**READING TEXT**
## BEGIN

While I haven't instrumented interrupts, the normal range is between
16-30k/second. This doesn't strike me as unusual. It was actually the very
first thing I looked at before I engaged the list.

> Have you seen the postings about APIC issues?  Could those apply here?
>
>  set apix:apic_timer_preferred_mode = 0x0

I havent seen the APIC issues but I have been turning the APIC knobs. I gave
apic_timer_preferred_mode a whirl. It made no impact. I also tried

setprop acpi-user-options=0x8 and setprop acpi-user-options=0x2
individually. These also brought me no joy.

I gave disabling hw acceleration a whirl.

tx_hcksum_enable = 0;
rx_hcksum_enable = 0;
lso_enable = 0;

disabling the hardware acceleration earned me about 40% jump in cpu
utilization but no relief on the original problem.

## END

**TASK INSTRUCTIONS**
[1] Answer these questions about the troubleshooting post, one line each:
(a) What is the normal range of interrupts per second given in the post?
(b) Which two values of acpi-user-options were tried?
(c) How did disabling the hardware acceleration change CPU utilization?
[2] Resume the troubleshooting post after its final sentence, keeping its voice.

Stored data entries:
## BEGIN

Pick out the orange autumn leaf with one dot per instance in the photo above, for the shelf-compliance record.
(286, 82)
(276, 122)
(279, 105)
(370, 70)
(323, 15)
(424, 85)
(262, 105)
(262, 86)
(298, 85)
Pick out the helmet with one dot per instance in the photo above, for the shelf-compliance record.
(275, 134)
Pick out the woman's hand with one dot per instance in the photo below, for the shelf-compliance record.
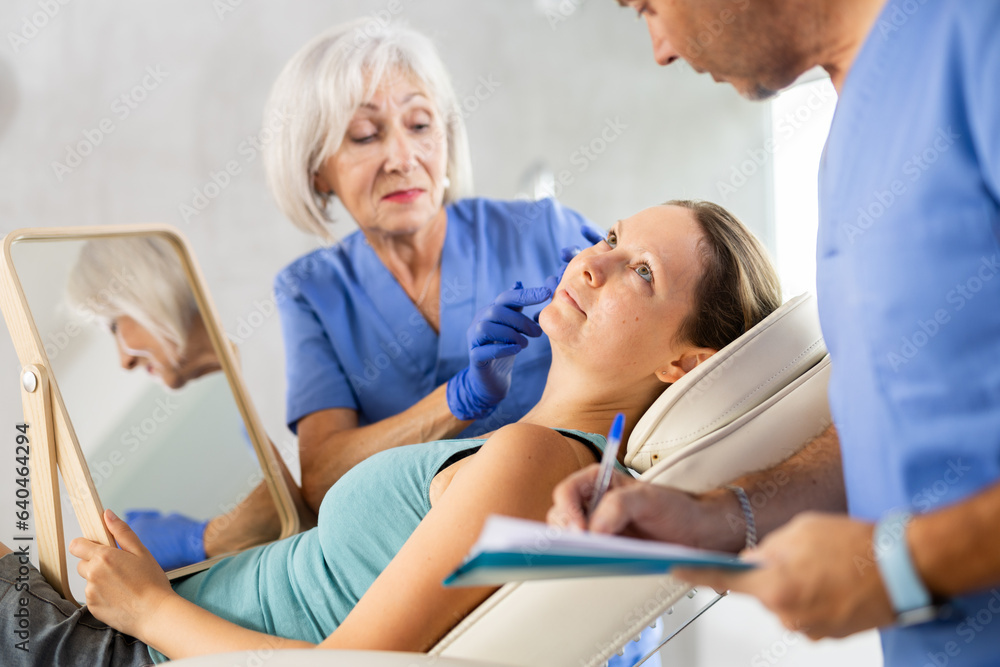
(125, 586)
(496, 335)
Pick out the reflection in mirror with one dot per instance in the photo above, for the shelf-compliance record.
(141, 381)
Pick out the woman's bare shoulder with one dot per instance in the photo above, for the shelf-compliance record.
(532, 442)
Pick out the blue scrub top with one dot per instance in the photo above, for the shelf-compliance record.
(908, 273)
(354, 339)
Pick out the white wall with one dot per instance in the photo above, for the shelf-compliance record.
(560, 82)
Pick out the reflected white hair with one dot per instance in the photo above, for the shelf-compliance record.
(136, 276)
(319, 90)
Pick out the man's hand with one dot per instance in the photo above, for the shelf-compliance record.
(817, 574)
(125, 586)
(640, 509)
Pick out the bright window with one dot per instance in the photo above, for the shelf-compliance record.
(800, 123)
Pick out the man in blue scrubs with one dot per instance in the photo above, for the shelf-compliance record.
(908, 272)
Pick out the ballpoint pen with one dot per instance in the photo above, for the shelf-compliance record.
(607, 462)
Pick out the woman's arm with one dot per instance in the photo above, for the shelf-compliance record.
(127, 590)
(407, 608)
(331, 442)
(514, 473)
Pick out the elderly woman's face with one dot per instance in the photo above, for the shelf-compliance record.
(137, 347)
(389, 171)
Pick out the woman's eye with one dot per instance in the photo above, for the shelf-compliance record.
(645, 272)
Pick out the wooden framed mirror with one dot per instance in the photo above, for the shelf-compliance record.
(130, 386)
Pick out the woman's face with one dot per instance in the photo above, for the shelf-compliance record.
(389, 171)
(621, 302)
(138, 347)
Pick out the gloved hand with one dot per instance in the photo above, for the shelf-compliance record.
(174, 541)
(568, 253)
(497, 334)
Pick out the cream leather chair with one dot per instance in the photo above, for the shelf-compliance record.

## END

**ANSWERS TO THE TASKS**
[1]
(a) Between 16-30k per second.
(b) 0x8 and 0x2, each tried individually.
(c) CPU utilization jumped by about 40%.

[2]
I also gave adding software ring buffers a go. That had little or no effect
as well.

And of course, I gave hw ring buffers a go...
name = "pci8086,a03c" parent = "/pci at 0,0/pci8086,a03c at 3" unit-address =
"0,1"  rx_ring_size = 4096;
name = "pci8086,a03c" parent = "/pci at 0,0/pci8086,a03c at 3" unit-address =
"0,1"  tx_ring_size = 4096;
name = "pci8086,a03c" parent = "/pci at 0,0/pci8086,a03c at 3" unit-address =
"0,1"  mr_enable = 1;
name = "pci8086,a03c" parent = "/pci at 0,0/pci8086,a03c at 3" unit-address =
"0,1"  rx_group_number = 4;

Last night, I disabled flow control on one box. That had no effect.

I haven't tried connecting them to another switch, but I see no link related
issues. No discards, errors, etc.

I did notice one interesting item. The server that has had the 'resets'
where performance returns to normal but then begins the march of death has a
link state of 'unknown' on its two vnics.

All the other zones, which live on other physical systems, have a state of
up. What this might mean, and how or if it relates I have no idea. But that
is the only outlier I can find the batch. I would normally categorize the
zones with the link state of 'unknown' as some how broken but they are the
best performing zones in the bunch.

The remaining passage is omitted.